• _Goal of the exercise_
Which of the lines in the listing that follows hold "texture"? Pull each one out.

BEGIN

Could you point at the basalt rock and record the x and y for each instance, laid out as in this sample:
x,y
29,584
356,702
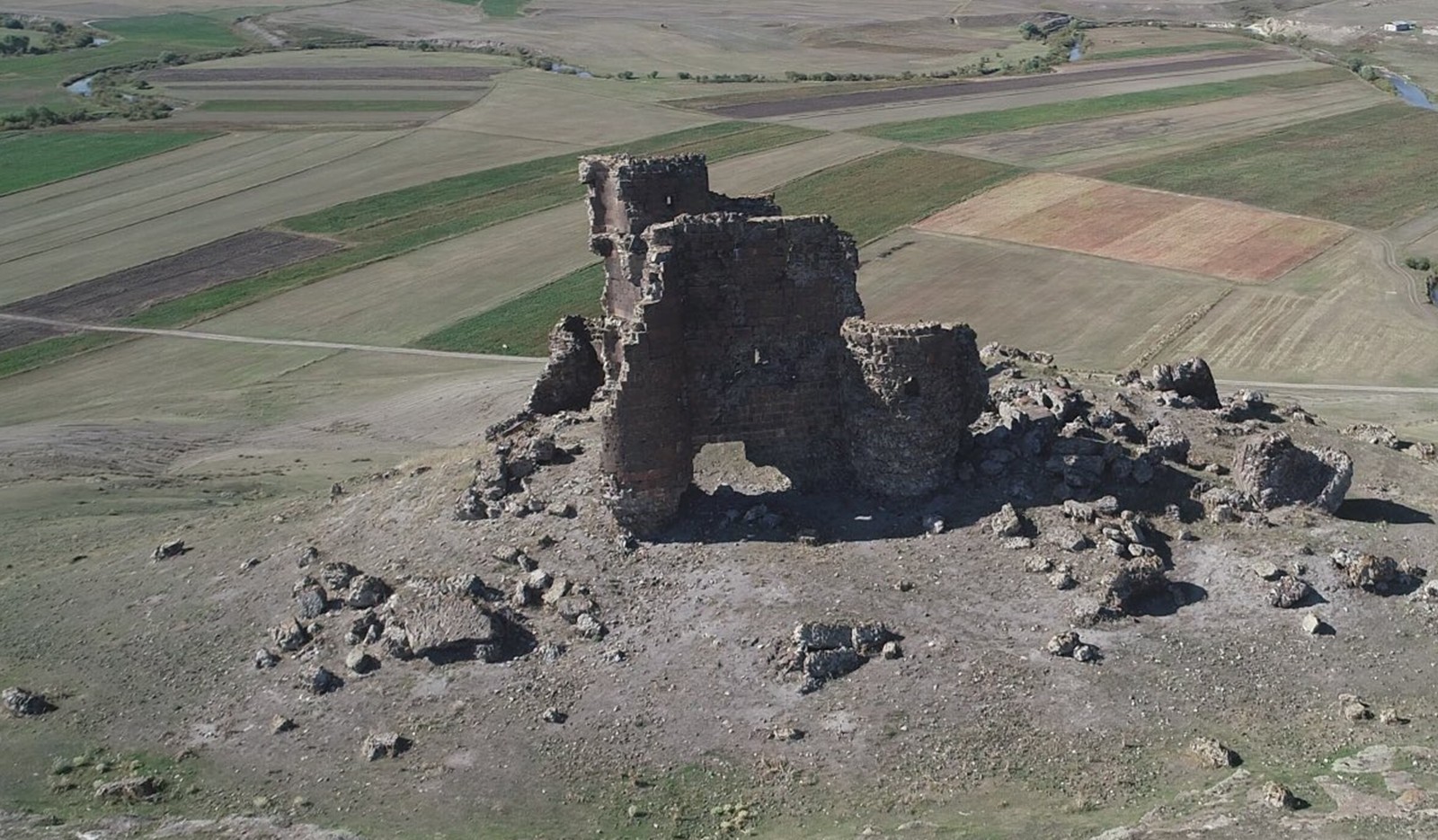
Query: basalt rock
x,y
1276,472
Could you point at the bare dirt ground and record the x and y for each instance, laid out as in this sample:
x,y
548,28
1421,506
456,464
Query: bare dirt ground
x,y
670,718
1004,85
407,72
124,292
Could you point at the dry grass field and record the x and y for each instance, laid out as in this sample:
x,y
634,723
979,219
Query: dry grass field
x,y
1145,226
1102,144
1090,313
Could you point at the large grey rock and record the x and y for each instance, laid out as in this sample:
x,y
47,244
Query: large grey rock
x,y
435,617
23,703
1276,472
1188,378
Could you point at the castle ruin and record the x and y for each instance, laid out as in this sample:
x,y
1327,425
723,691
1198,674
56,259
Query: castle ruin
x,y
725,321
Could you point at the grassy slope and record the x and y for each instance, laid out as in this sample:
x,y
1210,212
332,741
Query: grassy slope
x,y
328,105
404,220
521,327
944,128
33,158
869,198
1368,169
36,79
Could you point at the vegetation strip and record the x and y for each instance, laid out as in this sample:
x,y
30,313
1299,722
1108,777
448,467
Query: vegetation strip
x,y
521,327
32,160
327,105
1368,169
961,126
872,196
395,223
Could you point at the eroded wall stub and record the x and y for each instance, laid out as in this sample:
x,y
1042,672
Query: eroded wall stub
x,y
730,323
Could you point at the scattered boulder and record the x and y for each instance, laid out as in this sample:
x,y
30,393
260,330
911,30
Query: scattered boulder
x,y
1368,571
383,746
436,619
23,703
1354,708
1274,472
137,789
170,548
1169,443
1188,378
1289,591
1279,797
1007,522
289,636
1135,580
359,660
1212,753
1373,435
1063,643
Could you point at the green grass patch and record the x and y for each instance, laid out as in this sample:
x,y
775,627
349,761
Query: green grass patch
x,y
327,105
1236,43
35,79
395,223
945,128
33,158
718,141
1370,169
521,327
869,198
52,349
503,7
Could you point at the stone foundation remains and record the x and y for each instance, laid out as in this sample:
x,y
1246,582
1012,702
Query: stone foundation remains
x,y
730,323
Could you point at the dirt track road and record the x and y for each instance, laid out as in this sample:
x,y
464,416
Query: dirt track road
x,y
71,327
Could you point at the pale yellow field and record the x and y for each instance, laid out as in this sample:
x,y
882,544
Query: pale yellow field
x,y
1080,147
1090,313
846,119
1145,226
404,298
1342,318
138,212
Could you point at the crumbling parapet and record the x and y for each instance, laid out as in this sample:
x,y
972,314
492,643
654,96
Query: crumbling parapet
x,y
730,323
908,406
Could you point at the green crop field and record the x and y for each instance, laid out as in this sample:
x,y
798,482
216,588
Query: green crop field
x,y
872,196
404,220
718,141
29,160
521,327
1368,169
327,105
944,128
1174,49
36,79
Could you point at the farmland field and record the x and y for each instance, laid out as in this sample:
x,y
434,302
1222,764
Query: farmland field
x,y
872,196
944,128
31,160
1143,226
1368,169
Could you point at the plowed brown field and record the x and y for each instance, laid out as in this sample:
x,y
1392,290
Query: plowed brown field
x,y
1145,226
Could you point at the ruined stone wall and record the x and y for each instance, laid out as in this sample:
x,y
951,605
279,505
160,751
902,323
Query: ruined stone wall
x,y
728,323
910,403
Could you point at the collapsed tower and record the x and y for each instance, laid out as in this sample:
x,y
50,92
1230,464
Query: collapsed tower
x,y
725,321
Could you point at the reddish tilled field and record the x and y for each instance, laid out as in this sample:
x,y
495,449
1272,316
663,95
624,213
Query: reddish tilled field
x,y
1145,226
120,294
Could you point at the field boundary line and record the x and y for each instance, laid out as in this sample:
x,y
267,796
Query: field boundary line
x,y
268,341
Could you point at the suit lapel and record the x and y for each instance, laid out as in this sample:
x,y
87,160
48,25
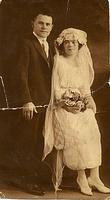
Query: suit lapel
x,y
39,49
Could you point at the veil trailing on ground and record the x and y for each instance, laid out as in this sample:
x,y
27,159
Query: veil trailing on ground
x,y
86,63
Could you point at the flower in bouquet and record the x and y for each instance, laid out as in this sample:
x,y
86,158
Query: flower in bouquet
x,y
72,101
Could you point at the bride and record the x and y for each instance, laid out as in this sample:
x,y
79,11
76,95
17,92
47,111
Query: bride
x,y
70,124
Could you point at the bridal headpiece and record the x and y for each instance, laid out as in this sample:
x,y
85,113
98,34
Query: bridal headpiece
x,y
72,33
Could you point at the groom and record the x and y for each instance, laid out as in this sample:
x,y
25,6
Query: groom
x,y
34,78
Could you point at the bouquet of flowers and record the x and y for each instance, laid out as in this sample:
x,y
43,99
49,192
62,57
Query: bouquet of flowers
x,y
72,101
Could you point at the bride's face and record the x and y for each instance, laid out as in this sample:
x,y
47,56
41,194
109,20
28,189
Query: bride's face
x,y
70,47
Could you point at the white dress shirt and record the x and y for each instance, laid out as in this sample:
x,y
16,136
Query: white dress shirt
x,y
44,43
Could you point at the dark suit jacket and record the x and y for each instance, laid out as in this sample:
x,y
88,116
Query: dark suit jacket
x,y
34,73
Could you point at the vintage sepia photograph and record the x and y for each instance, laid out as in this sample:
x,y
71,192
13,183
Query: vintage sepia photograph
x,y
54,99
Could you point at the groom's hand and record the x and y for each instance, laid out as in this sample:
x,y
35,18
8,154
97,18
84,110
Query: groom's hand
x,y
28,110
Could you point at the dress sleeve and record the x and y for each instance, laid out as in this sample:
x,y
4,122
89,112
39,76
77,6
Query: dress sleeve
x,y
58,91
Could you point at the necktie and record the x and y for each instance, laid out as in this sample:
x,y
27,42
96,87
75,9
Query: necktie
x,y
45,47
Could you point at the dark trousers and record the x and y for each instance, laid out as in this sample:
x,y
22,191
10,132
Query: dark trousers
x,y
21,144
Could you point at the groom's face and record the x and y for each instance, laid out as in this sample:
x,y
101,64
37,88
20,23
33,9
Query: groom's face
x,y
42,25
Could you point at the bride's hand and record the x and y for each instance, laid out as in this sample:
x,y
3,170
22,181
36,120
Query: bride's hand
x,y
91,104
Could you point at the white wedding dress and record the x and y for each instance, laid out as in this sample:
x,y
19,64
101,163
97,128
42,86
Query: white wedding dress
x,y
77,133
76,137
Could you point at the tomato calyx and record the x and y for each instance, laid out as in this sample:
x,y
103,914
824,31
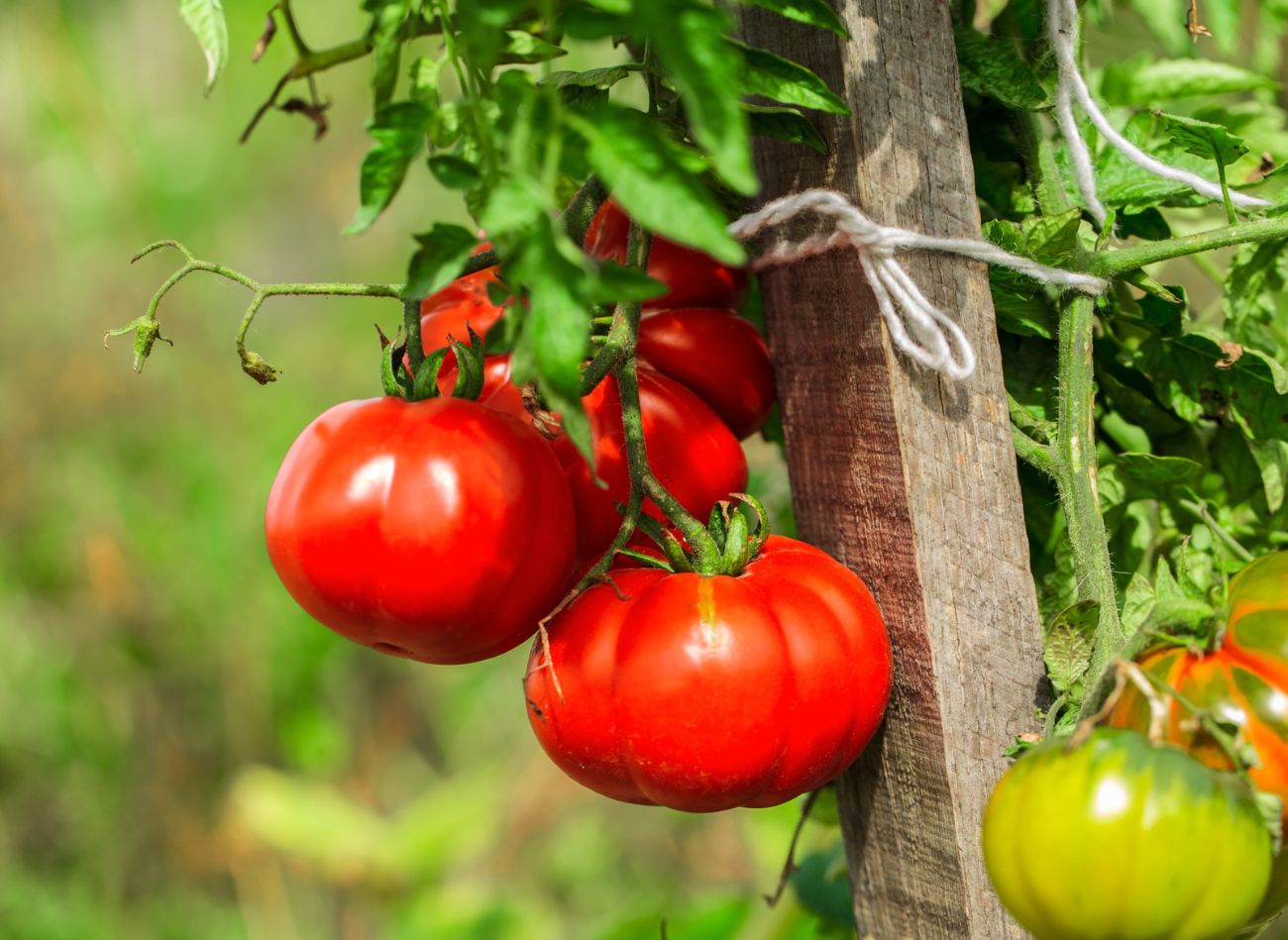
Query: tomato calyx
x,y
420,381
737,541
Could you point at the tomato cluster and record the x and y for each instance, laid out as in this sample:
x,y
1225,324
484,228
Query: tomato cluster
x,y
1201,863
1116,837
704,693
1243,682
445,529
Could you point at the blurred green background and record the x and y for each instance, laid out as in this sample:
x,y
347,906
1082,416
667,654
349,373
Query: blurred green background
x,y
183,752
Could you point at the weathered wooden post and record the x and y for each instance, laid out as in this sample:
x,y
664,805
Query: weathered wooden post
x,y
910,477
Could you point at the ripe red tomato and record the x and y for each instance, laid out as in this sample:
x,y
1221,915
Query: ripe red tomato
x,y
692,452
438,529
1243,681
706,693
463,301
694,278
712,352
1120,838
716,355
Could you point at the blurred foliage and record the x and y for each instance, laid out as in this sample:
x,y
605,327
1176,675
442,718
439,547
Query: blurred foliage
x,y
183,752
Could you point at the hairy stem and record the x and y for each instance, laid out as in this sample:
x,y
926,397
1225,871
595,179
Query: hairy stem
x,y
1116,262
1074,459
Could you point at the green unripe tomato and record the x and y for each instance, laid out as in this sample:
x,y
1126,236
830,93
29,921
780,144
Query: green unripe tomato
x,y
1119,838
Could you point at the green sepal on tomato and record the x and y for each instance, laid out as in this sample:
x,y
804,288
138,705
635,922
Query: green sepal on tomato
x,y
438,529
706,347
1243,681
691,451
709,691
1117,837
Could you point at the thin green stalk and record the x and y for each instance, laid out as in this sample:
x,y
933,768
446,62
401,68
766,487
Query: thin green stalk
x,y
581,209
1225,193
1112,264
1074,452
632,421
1038,456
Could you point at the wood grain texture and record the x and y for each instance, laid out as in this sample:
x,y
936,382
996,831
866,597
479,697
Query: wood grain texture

END

• _Result of this task_
Could you point at the wood grain texture and record the x and y for each instance, laid out as in this sample:
Query: wood grain texture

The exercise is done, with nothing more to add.